*WHAT YOU NEED TO DO*: Reproduce verbatim every line of the listing from the one containing "segment --target police" down to the one containing "116 119 L 115", including both of those lines.

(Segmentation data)
-- -- --

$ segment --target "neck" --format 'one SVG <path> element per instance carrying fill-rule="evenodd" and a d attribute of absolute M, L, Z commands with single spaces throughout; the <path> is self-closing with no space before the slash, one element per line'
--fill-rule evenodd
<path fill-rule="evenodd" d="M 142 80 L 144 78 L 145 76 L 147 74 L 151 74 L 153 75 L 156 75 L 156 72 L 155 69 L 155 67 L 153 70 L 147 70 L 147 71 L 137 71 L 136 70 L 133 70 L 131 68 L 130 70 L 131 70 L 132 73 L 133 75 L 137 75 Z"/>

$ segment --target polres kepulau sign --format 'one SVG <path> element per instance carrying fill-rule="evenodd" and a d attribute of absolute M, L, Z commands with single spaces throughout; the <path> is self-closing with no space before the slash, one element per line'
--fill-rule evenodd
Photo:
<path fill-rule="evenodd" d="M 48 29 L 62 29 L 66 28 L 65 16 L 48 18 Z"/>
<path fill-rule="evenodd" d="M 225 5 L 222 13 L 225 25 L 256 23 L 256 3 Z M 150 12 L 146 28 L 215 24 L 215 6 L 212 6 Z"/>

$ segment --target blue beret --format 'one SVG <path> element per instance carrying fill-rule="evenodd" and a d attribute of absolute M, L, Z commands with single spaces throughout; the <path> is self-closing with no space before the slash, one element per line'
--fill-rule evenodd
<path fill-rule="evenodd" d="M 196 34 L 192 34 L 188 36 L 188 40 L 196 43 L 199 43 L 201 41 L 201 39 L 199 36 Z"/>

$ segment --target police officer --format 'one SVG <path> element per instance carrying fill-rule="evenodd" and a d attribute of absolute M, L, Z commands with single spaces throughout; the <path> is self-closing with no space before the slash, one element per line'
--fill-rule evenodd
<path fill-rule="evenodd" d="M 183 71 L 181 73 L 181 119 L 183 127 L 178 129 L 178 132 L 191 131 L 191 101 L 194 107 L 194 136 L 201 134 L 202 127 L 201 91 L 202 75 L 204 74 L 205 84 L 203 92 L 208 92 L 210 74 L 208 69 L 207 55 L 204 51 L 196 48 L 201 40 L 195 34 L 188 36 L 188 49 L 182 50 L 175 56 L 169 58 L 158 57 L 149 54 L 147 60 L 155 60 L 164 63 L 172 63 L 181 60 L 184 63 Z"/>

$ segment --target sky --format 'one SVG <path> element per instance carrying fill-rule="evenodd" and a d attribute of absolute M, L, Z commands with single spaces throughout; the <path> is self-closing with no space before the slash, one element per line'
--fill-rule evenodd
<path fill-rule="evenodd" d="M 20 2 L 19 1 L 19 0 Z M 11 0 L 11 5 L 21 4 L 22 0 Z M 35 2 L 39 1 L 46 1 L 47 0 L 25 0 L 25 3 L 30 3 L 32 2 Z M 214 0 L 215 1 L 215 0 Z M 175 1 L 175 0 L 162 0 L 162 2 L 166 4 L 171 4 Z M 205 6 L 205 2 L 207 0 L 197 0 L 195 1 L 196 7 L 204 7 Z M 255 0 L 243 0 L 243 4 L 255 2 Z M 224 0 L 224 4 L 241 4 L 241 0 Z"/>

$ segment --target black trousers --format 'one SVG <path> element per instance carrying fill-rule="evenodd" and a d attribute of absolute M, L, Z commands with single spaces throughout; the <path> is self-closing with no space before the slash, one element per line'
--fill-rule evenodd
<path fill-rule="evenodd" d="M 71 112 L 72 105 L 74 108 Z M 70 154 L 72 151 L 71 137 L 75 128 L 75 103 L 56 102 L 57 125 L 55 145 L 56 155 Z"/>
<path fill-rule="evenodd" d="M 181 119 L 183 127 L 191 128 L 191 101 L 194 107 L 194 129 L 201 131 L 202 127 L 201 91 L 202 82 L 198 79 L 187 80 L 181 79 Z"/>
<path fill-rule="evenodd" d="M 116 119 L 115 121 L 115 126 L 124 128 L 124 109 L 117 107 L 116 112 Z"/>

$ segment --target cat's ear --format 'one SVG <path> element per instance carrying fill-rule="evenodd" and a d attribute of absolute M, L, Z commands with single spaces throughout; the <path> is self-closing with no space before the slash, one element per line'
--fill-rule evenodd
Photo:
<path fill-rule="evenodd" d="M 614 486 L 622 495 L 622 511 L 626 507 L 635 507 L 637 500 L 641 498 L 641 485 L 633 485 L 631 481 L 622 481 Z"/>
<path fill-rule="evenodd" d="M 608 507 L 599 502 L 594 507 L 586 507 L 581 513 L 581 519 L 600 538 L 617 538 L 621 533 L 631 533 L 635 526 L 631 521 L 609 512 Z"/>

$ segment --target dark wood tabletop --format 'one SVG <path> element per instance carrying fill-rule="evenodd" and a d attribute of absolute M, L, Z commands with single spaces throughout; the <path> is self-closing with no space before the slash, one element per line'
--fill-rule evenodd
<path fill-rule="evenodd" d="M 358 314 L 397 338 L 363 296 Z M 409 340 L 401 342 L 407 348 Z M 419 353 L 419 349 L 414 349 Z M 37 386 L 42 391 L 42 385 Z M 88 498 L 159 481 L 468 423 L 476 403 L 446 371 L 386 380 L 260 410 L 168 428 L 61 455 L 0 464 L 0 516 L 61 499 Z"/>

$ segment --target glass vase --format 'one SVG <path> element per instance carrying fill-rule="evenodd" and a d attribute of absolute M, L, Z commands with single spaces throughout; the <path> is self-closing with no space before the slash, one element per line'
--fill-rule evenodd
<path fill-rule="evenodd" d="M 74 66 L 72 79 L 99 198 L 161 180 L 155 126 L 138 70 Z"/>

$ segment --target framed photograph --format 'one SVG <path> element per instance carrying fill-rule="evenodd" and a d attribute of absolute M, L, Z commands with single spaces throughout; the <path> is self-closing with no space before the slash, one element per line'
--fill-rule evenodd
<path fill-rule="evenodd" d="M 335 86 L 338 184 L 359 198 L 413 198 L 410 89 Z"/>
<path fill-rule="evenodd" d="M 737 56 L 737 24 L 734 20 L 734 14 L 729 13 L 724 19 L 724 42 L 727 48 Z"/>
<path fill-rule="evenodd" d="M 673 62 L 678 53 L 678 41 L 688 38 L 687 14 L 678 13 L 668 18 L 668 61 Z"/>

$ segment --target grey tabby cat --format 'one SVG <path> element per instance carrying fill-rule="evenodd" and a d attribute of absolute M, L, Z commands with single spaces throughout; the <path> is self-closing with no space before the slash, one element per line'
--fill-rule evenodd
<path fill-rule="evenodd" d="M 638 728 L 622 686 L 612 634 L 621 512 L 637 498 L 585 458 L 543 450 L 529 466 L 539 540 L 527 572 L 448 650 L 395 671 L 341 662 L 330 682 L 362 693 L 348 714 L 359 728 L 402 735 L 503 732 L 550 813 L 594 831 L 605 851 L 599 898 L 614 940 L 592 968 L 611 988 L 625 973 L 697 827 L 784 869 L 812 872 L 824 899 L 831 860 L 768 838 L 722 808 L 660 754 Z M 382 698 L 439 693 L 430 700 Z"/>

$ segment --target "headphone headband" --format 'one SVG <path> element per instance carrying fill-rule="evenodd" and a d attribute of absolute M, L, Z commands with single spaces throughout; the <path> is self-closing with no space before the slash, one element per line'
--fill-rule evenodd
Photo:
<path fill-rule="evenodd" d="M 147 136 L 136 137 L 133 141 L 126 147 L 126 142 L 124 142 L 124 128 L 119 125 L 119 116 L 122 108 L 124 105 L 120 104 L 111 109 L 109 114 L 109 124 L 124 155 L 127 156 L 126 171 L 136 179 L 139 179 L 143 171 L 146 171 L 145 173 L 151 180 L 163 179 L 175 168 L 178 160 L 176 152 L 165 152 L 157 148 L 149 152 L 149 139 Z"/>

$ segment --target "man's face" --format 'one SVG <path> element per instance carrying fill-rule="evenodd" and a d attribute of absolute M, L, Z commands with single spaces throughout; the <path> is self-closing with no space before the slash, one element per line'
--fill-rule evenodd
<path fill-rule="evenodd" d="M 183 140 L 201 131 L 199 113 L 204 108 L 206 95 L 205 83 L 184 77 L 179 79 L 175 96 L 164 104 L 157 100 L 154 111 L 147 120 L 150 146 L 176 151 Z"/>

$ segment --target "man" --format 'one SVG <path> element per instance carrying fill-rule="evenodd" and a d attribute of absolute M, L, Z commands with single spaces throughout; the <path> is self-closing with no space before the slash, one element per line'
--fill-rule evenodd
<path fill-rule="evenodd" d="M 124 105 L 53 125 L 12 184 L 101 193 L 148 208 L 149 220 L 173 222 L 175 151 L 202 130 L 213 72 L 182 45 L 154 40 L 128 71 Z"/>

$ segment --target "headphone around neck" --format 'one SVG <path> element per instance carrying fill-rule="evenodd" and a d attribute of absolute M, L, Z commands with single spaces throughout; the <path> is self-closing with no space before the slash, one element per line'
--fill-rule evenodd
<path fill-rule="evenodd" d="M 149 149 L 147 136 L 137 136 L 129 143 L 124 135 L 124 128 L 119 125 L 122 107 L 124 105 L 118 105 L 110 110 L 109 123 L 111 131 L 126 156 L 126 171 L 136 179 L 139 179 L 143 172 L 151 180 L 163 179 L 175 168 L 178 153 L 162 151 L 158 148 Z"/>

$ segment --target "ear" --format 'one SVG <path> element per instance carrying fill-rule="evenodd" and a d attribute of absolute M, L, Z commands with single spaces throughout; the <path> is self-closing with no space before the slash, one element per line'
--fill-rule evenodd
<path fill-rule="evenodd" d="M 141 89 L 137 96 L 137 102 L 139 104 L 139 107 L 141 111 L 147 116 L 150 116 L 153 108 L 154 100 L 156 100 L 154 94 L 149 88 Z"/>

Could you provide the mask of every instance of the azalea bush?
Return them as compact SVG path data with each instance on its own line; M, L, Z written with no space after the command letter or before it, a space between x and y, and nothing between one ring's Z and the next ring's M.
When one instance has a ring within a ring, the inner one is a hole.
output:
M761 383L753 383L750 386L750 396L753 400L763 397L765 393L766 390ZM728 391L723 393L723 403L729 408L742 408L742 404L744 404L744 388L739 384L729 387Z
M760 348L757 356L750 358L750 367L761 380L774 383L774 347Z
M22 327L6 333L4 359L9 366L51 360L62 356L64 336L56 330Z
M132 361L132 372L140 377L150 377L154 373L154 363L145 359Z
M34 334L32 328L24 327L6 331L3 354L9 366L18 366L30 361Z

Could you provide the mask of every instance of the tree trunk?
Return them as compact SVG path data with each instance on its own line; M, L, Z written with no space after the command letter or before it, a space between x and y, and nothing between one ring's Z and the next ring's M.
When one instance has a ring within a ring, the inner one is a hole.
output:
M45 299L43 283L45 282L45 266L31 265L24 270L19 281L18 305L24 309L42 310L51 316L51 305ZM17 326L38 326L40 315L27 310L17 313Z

-- -- --

*RESULT OF THIS TASK*:
$ segment --target police officer --format 'one SVG <path> element per instance carrying fill-rule="evenodd" and a d attribute of absolute M, L, Z commands with single spaces throughout; the <path> is self-closing with no space before the slash, one element per line'
--fill-rule evenodd
<path fill-rule="evenodd" d="M 183 71 L 181 73 L 181 119 L 183 127 L 178 129 L 178 132 L 191 131 L 191 101 L 194 107 L 194 136 L 201 134 L 202 127 L 201 91 L 202 75 L 204 74 L 205 84 L 203 92 L 208 92 L 210 74 L 208 69 L 207 55 L 204 51 L 196 48 L 201 40 L 195 34 L 188 36 L 188 49 L 182 50 L 175 56 L 169 58 L 158 57 L 149 54 L 147 60 L 155 60 L 164 63 L 172 63 L 181 60 L 184 63 Z"/>

$ segment --target sky --format 'one SVG <path> element per instance carrying fill-rule="evenodd" and a d attribute of absolute M, L, Z commands with single spaces throughout; the <path> is self-closing with no space before the slash, one element per line'
--fill-rule evenodd
<path fill-rule="evenodd" d="M 20 2 L 19 1 L 19 0 Z M 11 0 L 11 5 L 21 4 L 22 0 Z M 35 2 L 39 1 L 46 1 L 47 0 L 25 0 L 25 3 L 30 3 L 32 2 Z M 214 0 L 215 1 L 215 0 Z M 175 1 L 175 0 L 162 0 L 162 2 L 166 4 L 171 4 Z M 205 6 L 205 2 L 207 0 L 197 0 L 195 1 L 196 7 L 204 7 Z M 255 0 L 243 0 L 243 4 L 255 2 Z M 224 0 L 224 4 L 241 4 L 241 0 Z"/>

$ segment --target black trousers --format 'one SVG <path> element per instance carrying fill-rule="evenodd" and a d attribute of absolute M, L, Z commands with single spaces throughout; the <path> is self-closing with no space before the slash, one element per line'
--fill-rule evenodd
<path fill-rule="evenodd" d="M 71 112 L 72 105 L 74 108 Z M 70 154 L 72 151 L 71 137 L 75 128 L 75 103 L 56 102 L 57 125 L 55 145 L 56 155 Z"/>
<path fill-rule="evenodd" d="M 181 119 L 183 127 L 191 128 L 191 101 L 194 107 L 194 129 L 201 131 L 202 127 L 201 91 L 202 82 L 198 79 L 187 80 L 181 79 Z"/>
<path fill-rule="evenodd" d="M 116 119 L 115 121 L 115 126 L 124 128 L 124 109 L 117 107 L 116 112 Z"/>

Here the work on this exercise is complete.